## PROMPT 1
List every line of the rows that contains the string "tower", with case counting.
[Begin GIVEN TEXT]
We stood at the southern-most tip of India and chickened out of the boat ride to Vivekananda’s Rock, taking pictures from afar instead. The view is quite unique and one can see the different colours of the three oceans from the point. For some reason, it made me feel quite emotional about my country, so vast, so majestic and yet, so vulnerable. Anyway, I am the kind of person who gets a lump in her throat while singing the National Anthem (and I do sing it, every time, without fail) before a movie screening so you cannot take this to be extraordinary. In my case, it’s not.



Adi put his head in my lap and slept off on our way back. It was a tiring trip but we were quite glad we made it. That evening, I booked myself for yet another head massage. This was the last day of our holiday and one was quite looking forward to going back home. Trivandrum is only about twenty minutes away from Kovalam and the next afternoon saw us feeding Adi khichdi in the lounge, the ubiquitous Toy Story playing on the laptop. Fellow diners were giving us strange looks but they did not pierce the thick hides.

And now we are back. It was such fun, the whole trip, the chance to see a different part of our country. I can’t wait to explore the next on the list, whether it’s Sikkim or Himachal or a tour of the old temples of South India, only time will tell. For now, home is good.

Thursday, December 24, 2009

Holiday tales, Part 3 - hot and lovely Cochin

The drive back from Kumarakom to Cochin took longer, thanks to a political rally that required people to wear yellow clothes, carry yellow umbrellas (to ward off the yellow sun) and to wave yellow flags. This caused a delay of about an hour.




We reached our hotel in Cochin a little after two in the afternoon. The Old Harbour is number one on TripAdvisor’s list of hotels in Cochin [Link] and quite deservedly so. It is situated in Fort Cochin, the old, quaint and very charming part of the city. You can walk to most of the worthy sites. Again, this property is really old and has a marvelous collection of some gorgeous art and hand-picked antiques. I swear we tried to keep it that way by distracting Adi as soon as we caught a glint in his eye at having spotted a particularly delicate looking object d’art. The hotel aims at a homely vibe (I would NEVER charge my house-guests those amounts though) and one of the drawbacks of this is that they do not offer room service. They made an exception for us though and delivered most of Adi’s food to the room. Because you know, if you eat without watching something animated at the same time, the food would naturally become cardboard shavings in your mouth. So yes, thank you for room service, Old Harbour, you were excellent all around.













The mosquitoes in Cochin are a particularly tenacious lot and can shrug off the combined efforts of Odomos, Mosbito and All-Out.
[End GIVEN TEXT]
[Begin DATA EXTRACT]
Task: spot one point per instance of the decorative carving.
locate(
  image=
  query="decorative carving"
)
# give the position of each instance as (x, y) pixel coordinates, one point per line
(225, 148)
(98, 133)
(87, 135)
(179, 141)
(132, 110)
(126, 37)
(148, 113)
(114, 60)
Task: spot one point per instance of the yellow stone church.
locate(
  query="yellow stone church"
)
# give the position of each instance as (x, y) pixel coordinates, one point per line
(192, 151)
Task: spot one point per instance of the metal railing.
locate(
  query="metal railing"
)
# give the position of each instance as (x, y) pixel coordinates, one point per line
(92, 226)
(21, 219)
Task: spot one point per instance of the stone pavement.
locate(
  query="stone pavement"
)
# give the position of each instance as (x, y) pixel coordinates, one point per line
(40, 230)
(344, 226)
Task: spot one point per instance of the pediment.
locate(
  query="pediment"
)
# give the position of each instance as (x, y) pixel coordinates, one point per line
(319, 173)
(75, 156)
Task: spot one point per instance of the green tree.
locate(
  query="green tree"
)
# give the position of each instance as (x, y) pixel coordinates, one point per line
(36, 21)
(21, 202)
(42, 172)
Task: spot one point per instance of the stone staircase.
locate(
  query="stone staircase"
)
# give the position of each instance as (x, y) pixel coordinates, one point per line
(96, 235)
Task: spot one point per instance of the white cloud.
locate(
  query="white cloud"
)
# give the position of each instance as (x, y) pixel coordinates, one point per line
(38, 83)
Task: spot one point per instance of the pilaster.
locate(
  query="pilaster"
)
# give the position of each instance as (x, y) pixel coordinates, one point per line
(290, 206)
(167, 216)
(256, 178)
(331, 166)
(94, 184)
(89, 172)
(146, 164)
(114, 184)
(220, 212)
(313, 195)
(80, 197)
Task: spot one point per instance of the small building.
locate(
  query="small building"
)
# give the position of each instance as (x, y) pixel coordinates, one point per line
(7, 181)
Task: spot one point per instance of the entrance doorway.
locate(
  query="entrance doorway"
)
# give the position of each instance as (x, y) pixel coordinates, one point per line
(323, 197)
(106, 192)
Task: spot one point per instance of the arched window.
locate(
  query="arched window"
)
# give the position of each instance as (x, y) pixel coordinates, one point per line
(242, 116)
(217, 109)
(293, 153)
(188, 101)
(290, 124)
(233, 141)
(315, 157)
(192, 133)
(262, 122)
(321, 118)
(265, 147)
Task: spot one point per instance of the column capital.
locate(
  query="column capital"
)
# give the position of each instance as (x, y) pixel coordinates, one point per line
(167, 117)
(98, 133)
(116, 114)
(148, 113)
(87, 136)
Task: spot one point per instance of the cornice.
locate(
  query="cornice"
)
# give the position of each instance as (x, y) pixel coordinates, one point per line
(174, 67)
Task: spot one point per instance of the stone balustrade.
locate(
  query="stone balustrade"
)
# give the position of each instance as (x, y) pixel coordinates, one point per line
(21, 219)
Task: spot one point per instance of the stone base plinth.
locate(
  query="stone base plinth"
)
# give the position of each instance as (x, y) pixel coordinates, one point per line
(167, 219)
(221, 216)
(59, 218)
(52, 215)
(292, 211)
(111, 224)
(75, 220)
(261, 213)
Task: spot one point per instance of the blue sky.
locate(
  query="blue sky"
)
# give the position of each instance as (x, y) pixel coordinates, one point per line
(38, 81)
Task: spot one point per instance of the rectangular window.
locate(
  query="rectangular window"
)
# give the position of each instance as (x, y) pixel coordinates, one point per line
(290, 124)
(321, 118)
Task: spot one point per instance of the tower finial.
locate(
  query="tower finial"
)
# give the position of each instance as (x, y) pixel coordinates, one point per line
[End DATA EXTRACT]
## PROMPT 2
In the holiday account, how long was the drive from Kumarakom to Cochin delayed by the political rally?

## EXERCISE OUTPUT 1
Task: spot one point per instance of the tower finial.
  query="tower finial"

## EXERCISE OUTPUT 2
About an hour.